▸ APPLY WHAT YOU READ
- a) Decide whether each statement agrees with the blog posts on ugly architecture. For each one, answer yes or no and quote the words that decide it: (i) The ugly Oxford buildings the site mentions come from the post-war era. (ii) The blog says it is probably possible to make architecture that is sustainable and also looks good. (iii) Marcel Breuer wrote for the Architectural Review in 1935.
- b) From the blog posts on ugly architecture, write out the stretch from "Ugly buildings in" through "green architecture ugly?", word for word.

▸ EXCERPT TO READ
········

Saturday, 11 December 2010

Ugly buildings in Oxford

Whilst Oxford is renowned for its wonderful architecture  [Bodleian Library, Wrens Theatre, numerous college quadrangles etc. etc.]; it also has some ugly sisters. According to the site below, Oxford 'wanted to have some ugly buildings' from the 'post war' era. They are described as being not 'in sympathy' with their older neighbours. Is that what makes architecture ugly? - Not being in sympathy with something that went before coupled with being built after 1945....

http://www.oxfordlight.co.uk/photos/ugly-buildings-of-oxford/03/

The Westgate Centre and Car Park (photo from Oxford Lights)

Sunday, 17 October 2010

Ugly Green Architecture

http://www.treehugger.com/files/2009/03/why-is-green-architecture-ugly.php
Treehugger ask a crucial question: Why is so much green architecture ugly?
Probably because aesthetics has to follow the green function.
Is it even possible to produce an architecture that looks good and is 'sustainable'? Probably not.

Friday, 15 October 2010

Modern Art, Modern Architecture and a lack of beauty: Daily Mail

http://www.dailymail.co.uk/debate/article-1231948/Why-sordid-art-like-Tracey-Emins-led-cult-ugliness-Britain.html
 According to the Daily Mail's writer, Roger Scruton, there is a cult of ugliness in Britain (Daily Mail, 02 December 2009). 
Of course, Modern architecture is cited as being one of the high priests of this new faith, 


"The lapse into ugliness is nowhere more apparent or more intrusive than in the desolate city centres produced by modern architects."

Saturday, 9 October 2010

Marcel Breuer

Writing for the Architectural Review in 1935 Marcel Breuer attempted to set the record straight in his article, “Where do we Stand?”.

········

Referring expression data:
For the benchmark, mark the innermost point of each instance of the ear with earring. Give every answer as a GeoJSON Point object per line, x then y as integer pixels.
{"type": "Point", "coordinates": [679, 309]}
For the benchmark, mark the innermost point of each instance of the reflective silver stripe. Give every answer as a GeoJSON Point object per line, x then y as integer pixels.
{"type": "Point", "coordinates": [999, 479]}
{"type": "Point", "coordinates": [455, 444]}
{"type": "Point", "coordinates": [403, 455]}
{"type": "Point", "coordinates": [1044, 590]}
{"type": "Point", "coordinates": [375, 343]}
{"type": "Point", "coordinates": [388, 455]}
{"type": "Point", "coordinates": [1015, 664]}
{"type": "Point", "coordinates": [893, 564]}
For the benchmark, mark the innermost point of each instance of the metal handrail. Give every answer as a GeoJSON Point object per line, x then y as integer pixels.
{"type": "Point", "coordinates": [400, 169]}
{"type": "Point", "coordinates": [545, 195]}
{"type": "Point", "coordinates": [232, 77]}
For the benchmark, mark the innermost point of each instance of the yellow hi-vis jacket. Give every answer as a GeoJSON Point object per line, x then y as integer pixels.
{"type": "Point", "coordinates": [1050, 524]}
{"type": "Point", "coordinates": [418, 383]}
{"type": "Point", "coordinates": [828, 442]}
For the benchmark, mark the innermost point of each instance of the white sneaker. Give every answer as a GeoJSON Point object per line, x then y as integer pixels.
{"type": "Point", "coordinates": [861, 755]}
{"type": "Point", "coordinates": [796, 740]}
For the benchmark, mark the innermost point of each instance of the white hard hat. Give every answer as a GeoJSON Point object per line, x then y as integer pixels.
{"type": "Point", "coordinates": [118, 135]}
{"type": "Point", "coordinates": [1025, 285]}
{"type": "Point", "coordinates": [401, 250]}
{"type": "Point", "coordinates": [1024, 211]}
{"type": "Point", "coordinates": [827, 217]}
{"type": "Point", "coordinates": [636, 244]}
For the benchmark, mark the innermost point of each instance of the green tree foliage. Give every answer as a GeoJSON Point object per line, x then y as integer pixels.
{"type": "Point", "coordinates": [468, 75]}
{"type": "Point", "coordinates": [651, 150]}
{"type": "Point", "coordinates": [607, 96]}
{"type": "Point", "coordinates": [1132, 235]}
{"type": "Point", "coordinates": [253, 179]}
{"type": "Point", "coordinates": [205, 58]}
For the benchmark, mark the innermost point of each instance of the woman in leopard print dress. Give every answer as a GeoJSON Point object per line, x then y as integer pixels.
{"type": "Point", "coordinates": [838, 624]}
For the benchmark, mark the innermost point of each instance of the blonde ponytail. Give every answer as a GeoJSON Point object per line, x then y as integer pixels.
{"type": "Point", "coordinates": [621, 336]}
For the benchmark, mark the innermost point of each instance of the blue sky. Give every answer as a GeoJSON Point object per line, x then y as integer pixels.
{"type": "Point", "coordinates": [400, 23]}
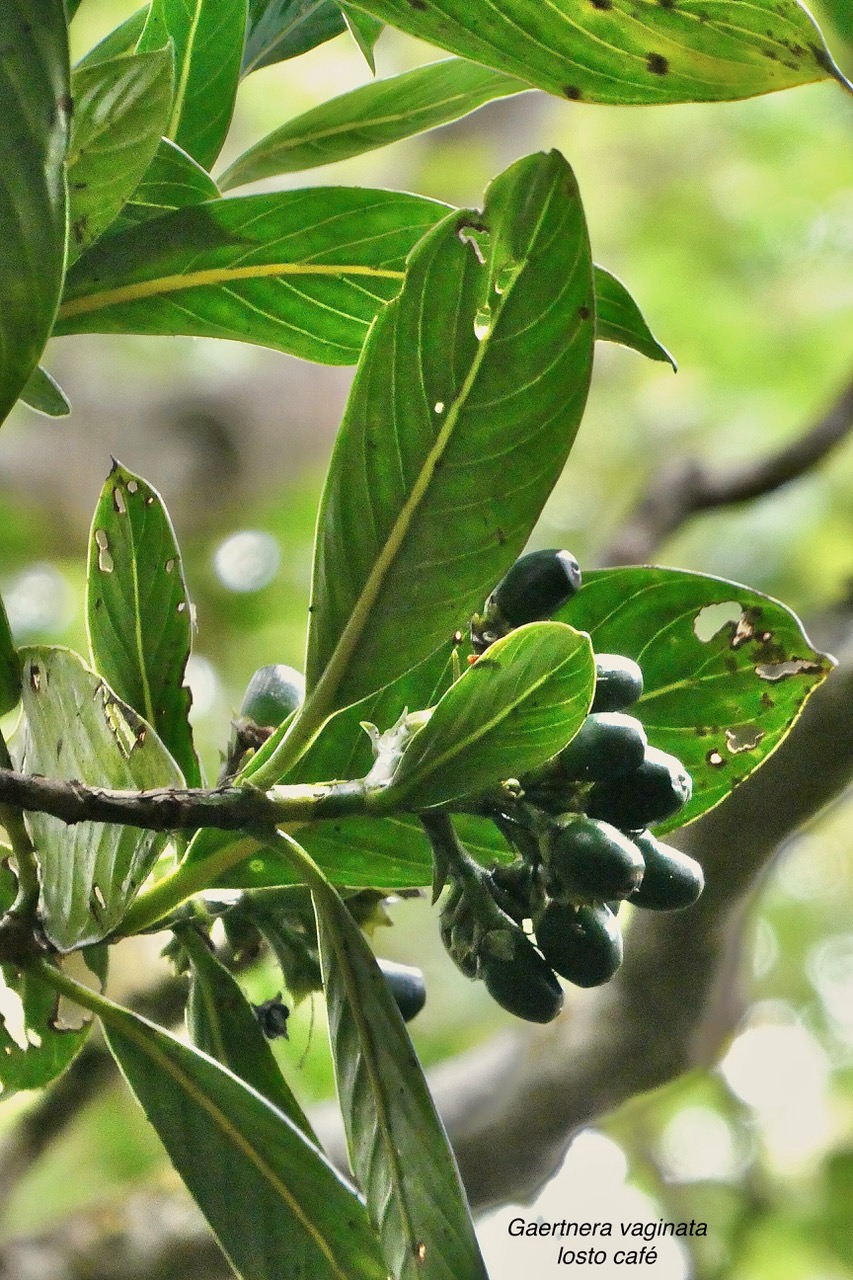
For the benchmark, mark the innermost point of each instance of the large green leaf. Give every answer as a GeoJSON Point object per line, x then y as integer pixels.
{"type": "Point", "coordinates": [208, 40]}
{"type": "Point", "coordinates": [726, 670]}
{"type": "Point", "coordinates": [121, 112]}
{"type": "Point", "coordinates": [460, 420]}
{"type": "Point", "coordinates": [223, 1024]}
{"type": "Point", "coordinates": [36, 108]}
{"type": "Point", "coordinates": [398, 1148]}
{"type": "Point", "coordinates": [276, 1205]}
{"type": "Point", "coordinates": [76, 727]}
{"type": "Point", "coordinates": [628, 50]}
{"type": "Point", "coordinates": [138, 612]}
{"type": "Point", "coordinates": [44, 394]}
{"type": "Point", "coordinates": [284, 28]}
{"type": "Point", "coordinates": [35, 1042]}
{"type": "Point", "coordinates": [372, 117]}
{"type": "Point", "coordinates": [302, 272]}
{"type": "Point", "coordinates": [511, 711]}
{"type": "Point", "coordinates": [354, 853]}
{"type": "Point", "coordinates": [172, 181]}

········

▸ SOLUTIONS TO THE PROBLEMS
- a)
(i) Yes: "Oxford 'wanted to have some ugly buildings' from the 'post war' era."
(ii) No: "Is it even possible to produce an architecture that looks good and is 'sustainable'? Probably not."
(iii) Yes: "Writing for the Architectural Review in 1935 Marcel Breuer attempted to set the record straight"

- b)
Ugly buildings in Oxford

Whilst Oxford is renowned for its wonderful architecture  [Bodleian Library, Wrens Theatre, numerous college quadrangles etc. etc.]; it also has some ugly sisters. According to the site below, Oxford 'wanted to have some ugly buildings' from the 'post war' era. They are described as being not 'in sympathy' with their older neighbours. Is that what makes architecture ugly? - Not being in sympathy with something that went before coupled with being built after 1945....

http://www.oxfordlight.co.uk/photos/ugly-buildings-of-oxford/03/

The Westgate Centre and Car Park (photo from Oxford Lights)

Sunday, 17 October 2010

Ugly Green Architecture

http://www.treehugger.com/files/2009/03/why-is-green-architecture-ugly.php
Treehugger ask a crucial question: Why is so much green architecture ugly?